On Thursday and Friday, 32 bodies were discovered in the northern city of Mosul, bringing the number found in Mosul and surrounding areas to 52 since Nov. 18. At least 11 — nine of them shot execution-style — belonged to security forces. The rest have not been identified.

"It's a continued campaign of threats, intimidation and murder by insurgents to spread fear into the public," said Lt. Col. Paul Hastings, a U.S. military spokesman in Mosul. "Their campaign has been directed at what appears to be Iraqi security forces."

He blamed Saddam Hussein loyalists and Islamic extremists. Since an insurgent uprising in Mosul earlier this month that saw masked gunmen overpowering police and burning and looting some police stations, there had been "accelerated and very deliberate attacks on Iraqi security forces," he added.

Maj. Gen. Anwar Mohammed Amin, the senior Iraqi National Guard official in the northern city of Kirkuk, said the change in techniques showed a highly adaptable and astute enemy.

"They're smart people," he said. "They have planners and they have people experienced in the art of warfare. They make preparations, have weapons and the Internet."

To work around increased security measures, such as barricades around military bases to fend off car bombers, militants have turned to kidnapping or ambushing security forces, he said.

Insurgents also have been able to infiltrate security forces, buying or extorting information and tracking troop movements by monitoring their radio transmissions, he added.

Several police officers and Iraqi soldiers, in some cases senior commanders, have been arrested across Iraq for alleged insurgent ties.

Soldiers returning home from base often are ambushed. Maj. Gen. Rashid Feleih, commander of a special police force dispatched to Mosul after the latest violence there, said insurgents sometimes have people waiting at bus and car terminals to monitor troops getting rides from there.

Last month, insurgents at a fake checkpoint stopped buses carrying U.S.-trained Iraqi soldiers and killed about 50 of them. Investigations were launched into whether the attackers got inside information.

Police have been attacked and dragged from their homes. During the past six months, 60 Iraqi policemen — not including Iraqi National Guardsmen and other security force members — have been killed in the Mosul area, Feleih said.

In Mahmoudiya, where ex-National Guardsman Hameed lives, people describe masked gunmen clutching walkie-talkies and barging into homes, inspecting IDs and searching for guardsmen. One family, whose National Guard son was kidnapped from home, found his body almost a month later in a hospital morgue.

Hameed said that in his neighborhood, the absence of police on the streets adds weight to the militants' threats.

### SUPPLIED INFORMATION
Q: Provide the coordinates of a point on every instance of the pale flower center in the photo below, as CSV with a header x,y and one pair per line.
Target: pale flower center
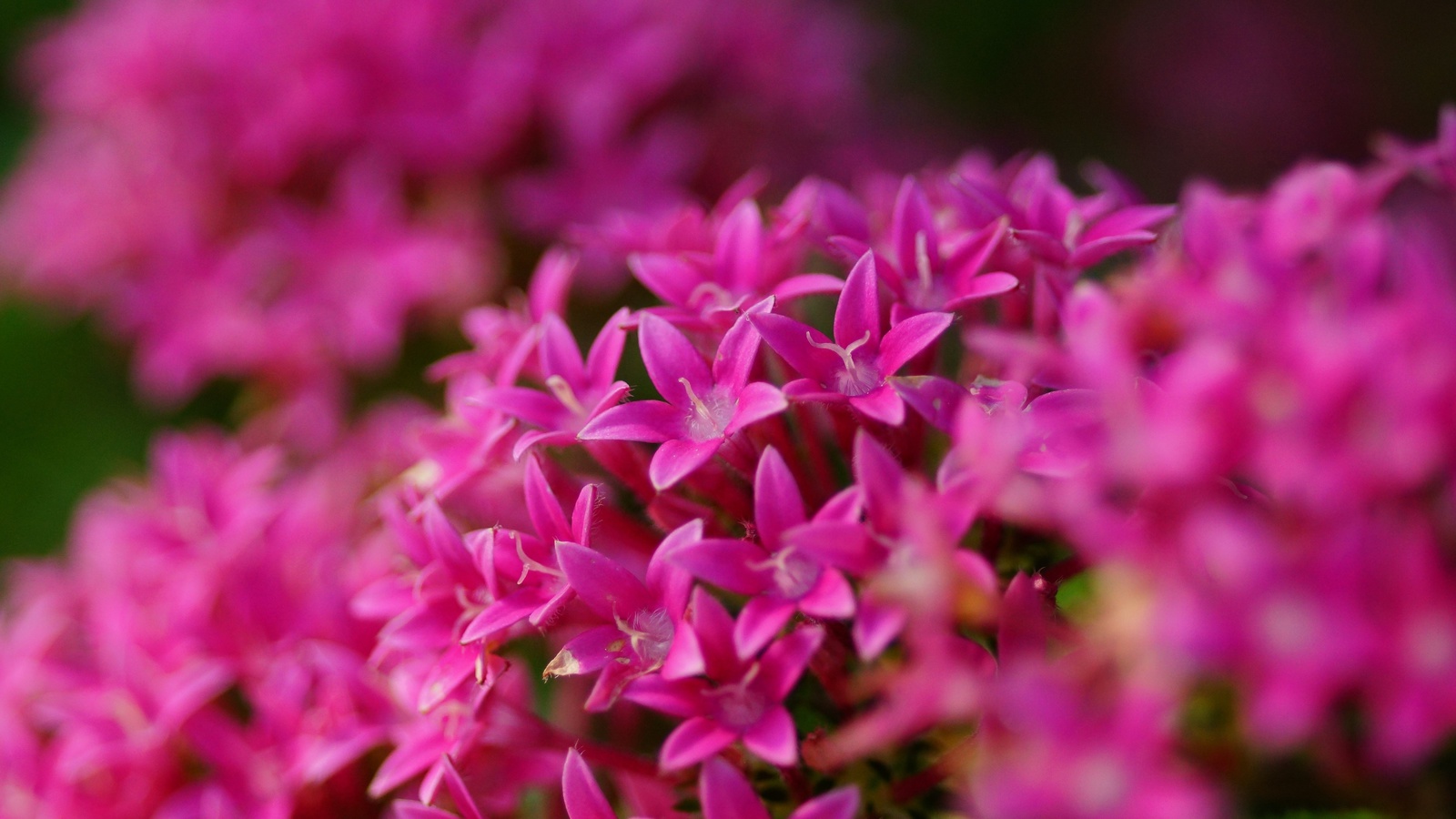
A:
x,y
739,705
858,378
650,634
711,416
793,573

### ASSIGNMENT
List every person named in the article about attacks on Iraqi security forces. The data here comes from a separate source, not from the article.

### FINISHED TASK
- Lt. Col. Paul Hastings
- Saddam Hussein
- Maj. Gen. Anwar Mohammed Amin
- Maj. Gen. Rashid Feleih
- Hameed